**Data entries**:
★ ★ ★
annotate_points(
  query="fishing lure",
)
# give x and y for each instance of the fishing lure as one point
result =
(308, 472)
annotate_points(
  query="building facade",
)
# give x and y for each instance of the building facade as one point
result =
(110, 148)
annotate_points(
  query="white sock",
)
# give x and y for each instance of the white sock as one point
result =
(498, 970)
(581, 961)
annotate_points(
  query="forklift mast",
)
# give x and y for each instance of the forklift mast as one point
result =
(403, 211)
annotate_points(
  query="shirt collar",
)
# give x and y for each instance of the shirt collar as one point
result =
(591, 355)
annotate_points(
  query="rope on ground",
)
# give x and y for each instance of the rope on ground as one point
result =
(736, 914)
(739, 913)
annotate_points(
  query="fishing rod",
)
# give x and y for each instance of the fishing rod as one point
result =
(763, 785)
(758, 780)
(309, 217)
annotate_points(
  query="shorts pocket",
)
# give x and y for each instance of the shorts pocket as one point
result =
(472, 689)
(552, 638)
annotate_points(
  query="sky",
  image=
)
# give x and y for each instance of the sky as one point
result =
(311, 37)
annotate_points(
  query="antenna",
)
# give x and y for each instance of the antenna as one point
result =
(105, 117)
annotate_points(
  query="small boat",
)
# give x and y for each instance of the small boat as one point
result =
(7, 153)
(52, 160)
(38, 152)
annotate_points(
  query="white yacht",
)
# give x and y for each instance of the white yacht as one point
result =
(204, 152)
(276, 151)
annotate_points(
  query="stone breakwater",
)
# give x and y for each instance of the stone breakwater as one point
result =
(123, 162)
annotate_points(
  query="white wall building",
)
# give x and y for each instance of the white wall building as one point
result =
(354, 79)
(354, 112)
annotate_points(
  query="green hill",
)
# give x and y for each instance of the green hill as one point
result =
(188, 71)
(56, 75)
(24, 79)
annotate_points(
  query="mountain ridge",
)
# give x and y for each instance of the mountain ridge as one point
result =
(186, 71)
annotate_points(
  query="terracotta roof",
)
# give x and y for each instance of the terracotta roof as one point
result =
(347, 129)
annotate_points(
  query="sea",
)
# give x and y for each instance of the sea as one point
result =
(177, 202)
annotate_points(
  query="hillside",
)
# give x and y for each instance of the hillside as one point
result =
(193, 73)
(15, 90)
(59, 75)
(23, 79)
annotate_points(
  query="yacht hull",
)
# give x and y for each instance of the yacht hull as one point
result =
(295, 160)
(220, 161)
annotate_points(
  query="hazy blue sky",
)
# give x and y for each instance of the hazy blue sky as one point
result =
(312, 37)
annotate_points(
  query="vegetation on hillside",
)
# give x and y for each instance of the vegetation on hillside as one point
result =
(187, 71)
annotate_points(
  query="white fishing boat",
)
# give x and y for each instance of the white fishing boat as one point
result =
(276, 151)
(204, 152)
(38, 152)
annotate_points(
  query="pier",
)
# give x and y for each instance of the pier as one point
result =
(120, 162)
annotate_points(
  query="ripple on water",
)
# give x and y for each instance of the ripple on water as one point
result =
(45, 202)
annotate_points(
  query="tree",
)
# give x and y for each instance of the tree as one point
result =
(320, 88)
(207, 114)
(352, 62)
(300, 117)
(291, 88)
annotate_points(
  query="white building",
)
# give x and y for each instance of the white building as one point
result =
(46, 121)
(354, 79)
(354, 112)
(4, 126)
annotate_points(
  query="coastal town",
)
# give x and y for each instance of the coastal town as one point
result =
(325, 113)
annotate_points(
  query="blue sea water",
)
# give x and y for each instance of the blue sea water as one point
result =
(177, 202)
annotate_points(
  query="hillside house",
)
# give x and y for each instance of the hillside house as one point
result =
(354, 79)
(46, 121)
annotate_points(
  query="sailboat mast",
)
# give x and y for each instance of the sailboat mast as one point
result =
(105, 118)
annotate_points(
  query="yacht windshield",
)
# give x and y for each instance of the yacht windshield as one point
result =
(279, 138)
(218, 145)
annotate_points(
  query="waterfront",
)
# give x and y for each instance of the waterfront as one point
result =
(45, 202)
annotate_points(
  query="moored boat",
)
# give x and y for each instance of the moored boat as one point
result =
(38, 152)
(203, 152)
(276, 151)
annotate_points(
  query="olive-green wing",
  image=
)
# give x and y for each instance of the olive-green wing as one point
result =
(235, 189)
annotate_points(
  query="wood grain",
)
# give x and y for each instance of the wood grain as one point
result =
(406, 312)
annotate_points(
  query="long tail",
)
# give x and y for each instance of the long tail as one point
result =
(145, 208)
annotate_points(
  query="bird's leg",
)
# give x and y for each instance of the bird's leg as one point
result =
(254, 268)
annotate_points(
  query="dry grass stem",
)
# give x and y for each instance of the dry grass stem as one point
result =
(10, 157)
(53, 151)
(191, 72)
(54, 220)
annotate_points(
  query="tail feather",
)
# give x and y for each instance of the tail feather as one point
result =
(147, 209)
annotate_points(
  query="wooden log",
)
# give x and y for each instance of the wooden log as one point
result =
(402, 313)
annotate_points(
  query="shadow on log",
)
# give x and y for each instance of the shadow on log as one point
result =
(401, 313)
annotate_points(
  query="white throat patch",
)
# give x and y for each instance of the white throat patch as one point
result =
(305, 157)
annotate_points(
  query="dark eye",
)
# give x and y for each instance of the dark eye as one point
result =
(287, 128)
★ ★ ★
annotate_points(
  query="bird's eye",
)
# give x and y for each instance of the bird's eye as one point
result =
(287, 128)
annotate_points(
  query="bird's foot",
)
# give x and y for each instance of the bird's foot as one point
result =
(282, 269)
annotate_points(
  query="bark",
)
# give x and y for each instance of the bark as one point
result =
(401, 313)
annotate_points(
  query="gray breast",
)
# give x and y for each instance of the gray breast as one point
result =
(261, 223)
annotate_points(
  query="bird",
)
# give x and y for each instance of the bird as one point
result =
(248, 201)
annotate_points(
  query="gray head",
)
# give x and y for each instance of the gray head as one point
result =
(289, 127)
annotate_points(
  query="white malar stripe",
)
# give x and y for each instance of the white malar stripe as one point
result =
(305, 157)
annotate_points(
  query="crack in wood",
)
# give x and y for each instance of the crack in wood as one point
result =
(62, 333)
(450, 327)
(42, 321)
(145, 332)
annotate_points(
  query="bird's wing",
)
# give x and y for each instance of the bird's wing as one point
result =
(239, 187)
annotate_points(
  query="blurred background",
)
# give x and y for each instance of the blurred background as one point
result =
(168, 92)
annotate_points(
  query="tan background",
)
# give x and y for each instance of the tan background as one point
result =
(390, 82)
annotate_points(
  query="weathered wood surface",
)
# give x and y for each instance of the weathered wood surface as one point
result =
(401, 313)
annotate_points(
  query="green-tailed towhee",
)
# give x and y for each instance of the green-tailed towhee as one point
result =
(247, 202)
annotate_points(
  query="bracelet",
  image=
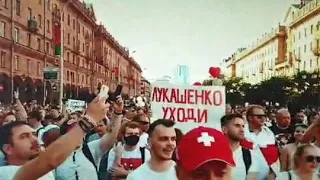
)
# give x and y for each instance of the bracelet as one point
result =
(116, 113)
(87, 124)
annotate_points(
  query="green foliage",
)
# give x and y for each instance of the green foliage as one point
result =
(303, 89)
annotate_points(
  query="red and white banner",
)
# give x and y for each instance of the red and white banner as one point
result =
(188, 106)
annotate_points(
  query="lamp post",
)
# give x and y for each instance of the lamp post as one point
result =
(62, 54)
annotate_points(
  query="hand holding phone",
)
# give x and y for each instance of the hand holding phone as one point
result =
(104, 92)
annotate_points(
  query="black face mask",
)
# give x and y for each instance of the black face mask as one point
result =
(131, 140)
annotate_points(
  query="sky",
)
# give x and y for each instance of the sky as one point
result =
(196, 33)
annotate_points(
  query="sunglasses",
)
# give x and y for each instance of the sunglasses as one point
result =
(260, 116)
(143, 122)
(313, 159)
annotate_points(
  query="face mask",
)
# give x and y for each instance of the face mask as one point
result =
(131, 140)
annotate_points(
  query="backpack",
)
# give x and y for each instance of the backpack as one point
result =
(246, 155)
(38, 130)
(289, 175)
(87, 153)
★ ★ ★
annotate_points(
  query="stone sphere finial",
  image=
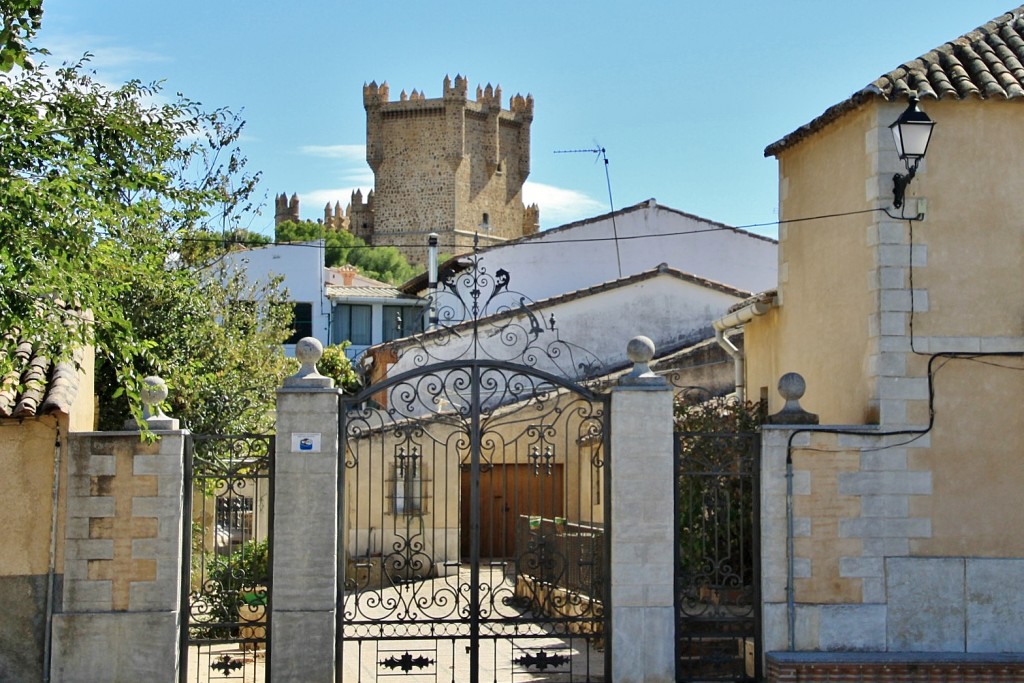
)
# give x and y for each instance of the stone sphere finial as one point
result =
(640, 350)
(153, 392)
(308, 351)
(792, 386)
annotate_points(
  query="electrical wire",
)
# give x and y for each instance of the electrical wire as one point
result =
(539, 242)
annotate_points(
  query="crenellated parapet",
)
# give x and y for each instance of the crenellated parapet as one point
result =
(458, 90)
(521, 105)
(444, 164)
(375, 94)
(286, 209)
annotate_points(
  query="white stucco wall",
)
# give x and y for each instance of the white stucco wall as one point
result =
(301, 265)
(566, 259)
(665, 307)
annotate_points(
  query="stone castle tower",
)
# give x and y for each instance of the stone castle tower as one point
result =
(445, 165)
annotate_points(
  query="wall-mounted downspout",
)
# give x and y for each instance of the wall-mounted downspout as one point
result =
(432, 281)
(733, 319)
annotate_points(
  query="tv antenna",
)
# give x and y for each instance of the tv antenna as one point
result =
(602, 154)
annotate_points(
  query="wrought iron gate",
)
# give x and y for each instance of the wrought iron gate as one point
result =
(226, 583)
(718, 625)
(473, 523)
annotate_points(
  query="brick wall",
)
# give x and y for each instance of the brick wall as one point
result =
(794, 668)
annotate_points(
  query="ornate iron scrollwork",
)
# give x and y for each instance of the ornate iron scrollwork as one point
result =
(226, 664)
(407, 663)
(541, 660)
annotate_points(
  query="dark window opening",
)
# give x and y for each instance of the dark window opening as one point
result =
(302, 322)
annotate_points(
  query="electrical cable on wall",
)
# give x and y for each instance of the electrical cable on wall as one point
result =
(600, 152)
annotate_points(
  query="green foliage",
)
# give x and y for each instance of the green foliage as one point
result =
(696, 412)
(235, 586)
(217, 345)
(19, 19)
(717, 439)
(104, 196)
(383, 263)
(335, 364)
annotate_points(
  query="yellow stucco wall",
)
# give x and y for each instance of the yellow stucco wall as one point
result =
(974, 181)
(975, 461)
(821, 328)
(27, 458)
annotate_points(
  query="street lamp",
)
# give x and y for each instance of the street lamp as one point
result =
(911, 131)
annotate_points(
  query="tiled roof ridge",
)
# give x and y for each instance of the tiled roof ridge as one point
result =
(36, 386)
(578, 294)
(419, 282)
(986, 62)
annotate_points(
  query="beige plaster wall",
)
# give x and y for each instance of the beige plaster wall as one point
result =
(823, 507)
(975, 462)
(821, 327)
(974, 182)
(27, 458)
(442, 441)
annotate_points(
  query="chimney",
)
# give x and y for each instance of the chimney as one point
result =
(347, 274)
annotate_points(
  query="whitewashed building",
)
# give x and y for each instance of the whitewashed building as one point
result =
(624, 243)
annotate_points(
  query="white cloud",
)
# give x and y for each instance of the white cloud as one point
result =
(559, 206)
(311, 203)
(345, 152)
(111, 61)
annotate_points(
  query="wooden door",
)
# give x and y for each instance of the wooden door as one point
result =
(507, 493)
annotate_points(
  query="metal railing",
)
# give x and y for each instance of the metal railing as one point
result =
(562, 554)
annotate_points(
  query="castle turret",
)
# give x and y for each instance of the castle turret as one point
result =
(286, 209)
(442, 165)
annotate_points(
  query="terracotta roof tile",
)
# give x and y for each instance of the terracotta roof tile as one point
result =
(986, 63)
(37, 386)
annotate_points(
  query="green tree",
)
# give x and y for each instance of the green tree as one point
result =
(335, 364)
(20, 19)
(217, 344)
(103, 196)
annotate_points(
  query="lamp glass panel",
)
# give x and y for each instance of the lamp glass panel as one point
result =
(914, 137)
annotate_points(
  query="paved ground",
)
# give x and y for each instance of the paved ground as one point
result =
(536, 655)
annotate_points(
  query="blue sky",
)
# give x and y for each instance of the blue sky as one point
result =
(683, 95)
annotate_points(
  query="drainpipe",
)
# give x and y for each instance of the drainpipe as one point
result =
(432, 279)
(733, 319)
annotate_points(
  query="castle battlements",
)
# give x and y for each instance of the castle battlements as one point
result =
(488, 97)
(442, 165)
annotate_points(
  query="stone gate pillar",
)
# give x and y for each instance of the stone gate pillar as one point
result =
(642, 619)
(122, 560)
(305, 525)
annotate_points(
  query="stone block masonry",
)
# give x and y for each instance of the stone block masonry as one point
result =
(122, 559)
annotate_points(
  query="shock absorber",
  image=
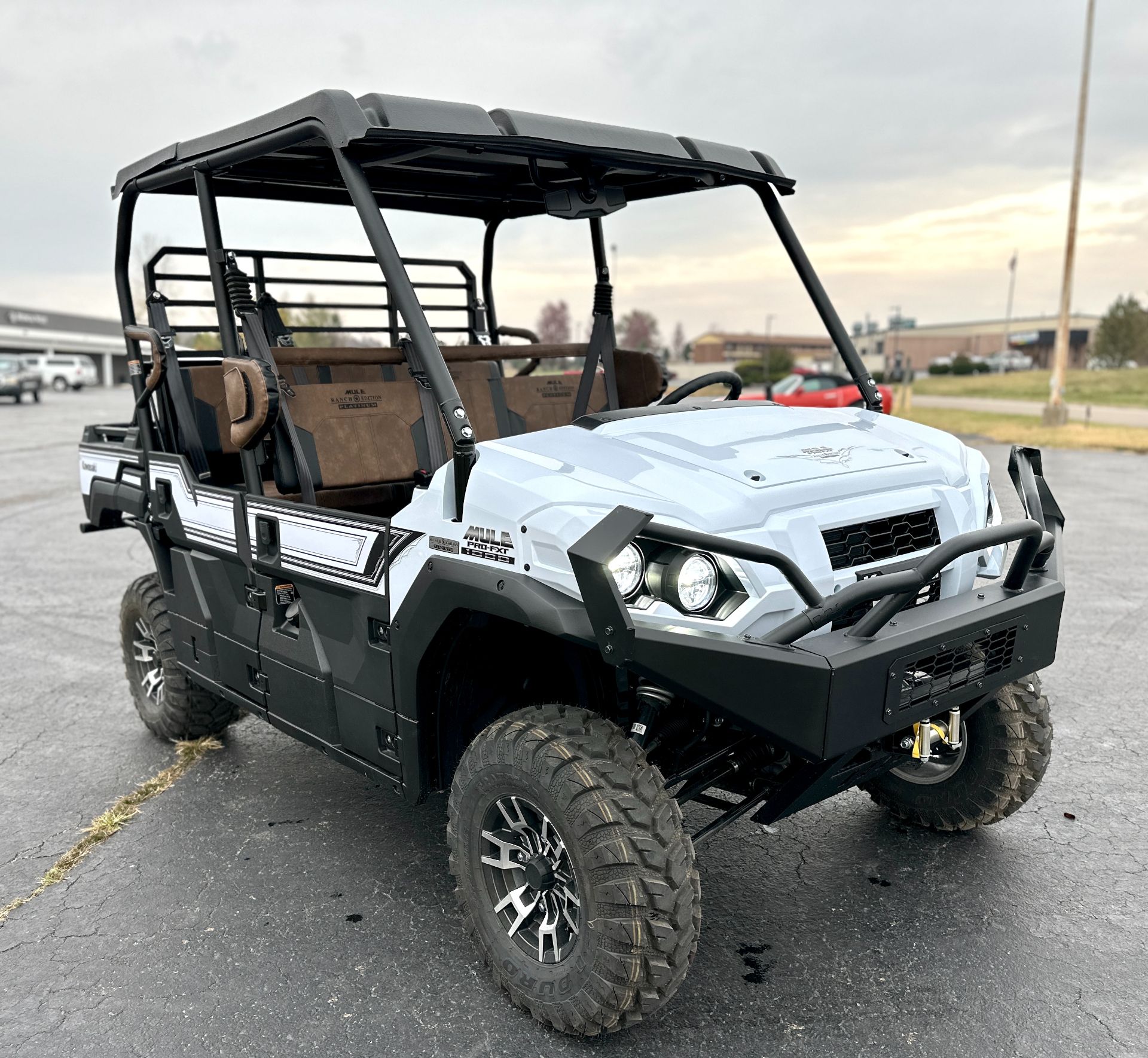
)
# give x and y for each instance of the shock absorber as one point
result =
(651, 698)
★ ★ ★
**What this task involves**: The lines above that hold the word "mast" should be found and copied out.

**Answer for this exercise**:
  query="forklift mast",
# give x and y for each instance of the forklift mast as one point
  query="sailboat mast",
# give x and y for each instance of the sailboat mast as one point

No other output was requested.